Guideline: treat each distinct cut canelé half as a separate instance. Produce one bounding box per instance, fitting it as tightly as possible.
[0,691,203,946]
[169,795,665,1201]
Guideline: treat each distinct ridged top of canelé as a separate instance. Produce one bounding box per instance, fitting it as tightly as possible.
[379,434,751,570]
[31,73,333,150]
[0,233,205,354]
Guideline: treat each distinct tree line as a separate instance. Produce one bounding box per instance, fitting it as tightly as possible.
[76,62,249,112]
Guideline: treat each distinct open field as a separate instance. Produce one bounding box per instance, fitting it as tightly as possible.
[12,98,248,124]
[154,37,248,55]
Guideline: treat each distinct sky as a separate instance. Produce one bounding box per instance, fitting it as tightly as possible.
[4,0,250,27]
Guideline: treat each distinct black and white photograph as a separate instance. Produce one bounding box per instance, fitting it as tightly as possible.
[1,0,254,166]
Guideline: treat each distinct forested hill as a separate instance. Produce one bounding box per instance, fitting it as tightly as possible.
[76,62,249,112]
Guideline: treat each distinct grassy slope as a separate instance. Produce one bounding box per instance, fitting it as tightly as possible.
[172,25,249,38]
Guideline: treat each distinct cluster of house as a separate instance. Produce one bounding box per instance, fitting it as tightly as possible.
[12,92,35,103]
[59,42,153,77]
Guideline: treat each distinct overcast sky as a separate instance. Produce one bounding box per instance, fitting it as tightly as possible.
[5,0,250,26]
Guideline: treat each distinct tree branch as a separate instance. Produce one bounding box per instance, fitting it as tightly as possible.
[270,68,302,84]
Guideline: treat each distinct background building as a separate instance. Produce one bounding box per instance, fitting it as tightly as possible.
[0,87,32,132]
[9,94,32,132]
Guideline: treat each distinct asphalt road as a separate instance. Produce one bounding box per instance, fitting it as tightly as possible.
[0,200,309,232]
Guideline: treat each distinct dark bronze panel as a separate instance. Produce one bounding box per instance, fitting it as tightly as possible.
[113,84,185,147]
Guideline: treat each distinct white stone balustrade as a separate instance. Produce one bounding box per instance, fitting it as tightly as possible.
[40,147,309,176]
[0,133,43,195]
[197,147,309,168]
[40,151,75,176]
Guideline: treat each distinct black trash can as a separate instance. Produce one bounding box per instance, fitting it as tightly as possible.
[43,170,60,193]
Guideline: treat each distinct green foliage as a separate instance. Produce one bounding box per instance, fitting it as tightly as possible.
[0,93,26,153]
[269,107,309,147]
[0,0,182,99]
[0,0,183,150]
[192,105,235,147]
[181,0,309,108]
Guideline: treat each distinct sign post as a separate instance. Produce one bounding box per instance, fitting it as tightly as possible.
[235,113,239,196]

_Work to do_.
Copy every row above, keeping each line unchanged.

_Solution_.
Guideline: treat each distinct cut canelé half as a separate instance. Produce one bounding box per instance, fitting it as tightly as possible.
[0,691,203,946]
[169,795,665,1201]
Guideline: treat each distinct ridged top of canelé as a separate instance. Produce one bounding box per instance, fitting it as tightly as possible.
[379,434,751,570]
[31,73,333,150]
[0,233,205,354]
Guideline: treat each distinct tree line as a separate instance. Produce one bounding box per instance, fitting it as tightly as possible.
[76,62,249,112]
Guideline: treat each distinct open field as a separate instance. Produce one bounding box per instance, fitting it as tightly as possible.
[12,98,248,124]
[154,37,248,55]
Guideline: treat each distinct sky as a separate instance. Produce one bounding box per instance, fitting it as tightly as possible.
[4,0,250,27]
Guideline: treat each distinct black and white photograph as a separate instance. Produce one bounding box per instance, fitting it as tightly as possible.
[1,0,254,166]
Guideline: treat each distinct forested hill as a separate instance. Produce one bounding box per instance, fitting it as tightly as possible.
[76,62,249,112]
Guideline: treat each distinct grassy slope as a separate instance. Produce one bounding box per instance, fitting it as tightly as possible.
[172,25,249,38]
Guideline: treat each distinct cluster of house as a separate instance. Produce one bounding box per instance, fitting it as tightly as possible.
[12,92,35,103]
[59,42,153,77]
Guideline: treat each distinct overcast sky as a separate instance. Produce one bounding box per instance, fitting it as tightly as possible.
[5,0,250,26]
Guideline: treat each distinct tree branch as a separate instance. Produce one bounding box per instance, fitting it as tightly as possible.
[270,68,302,84]
Guideline: treat each distinct background building as a separate instance. Produce one bounding box per instance, fitting it as tightly as possible.
[0,87,32,132]
[9,94,32,132]
Guideline: treat each distinct asphalt road as a separate instance. Produce one bounding box per instance, fitting it as tightly as possible.
[0,200,309,232]
Guideline: treat each distinct dark bronze panel as a separate instance. Produce one bounding box per instance, fitting it as tightly as possible.
[113,84,185,147]
Guideline: treat each distinct white stone balustrade as a separate instance. Produce one bounding box per instance, fitting it as tightly as possible.
[40,147,309,176]
[0,133,43,195]
[197,147,309,168]
[40,151,75,176]
Guideline: treat each distinct black trash can as a separate instance. Produce one bounding box per instance, fitting it as tightly as possible.
[43,170,60,193]
Guideline: treat each distinct green foliage as a separate instance. Produce one bounding box per instance, fitting it as tightly as possible.
[0,93,26,153]
[269,107,309,147]
[0,0,182,99]
[0,0,183,150]
[192,105,235,147]
[181,0,309,108]
Guideline: treat each distinct sign post as a separate instance. Produce one bounding box per instance, fitting it as tightly as possible.
[235,113,239,196]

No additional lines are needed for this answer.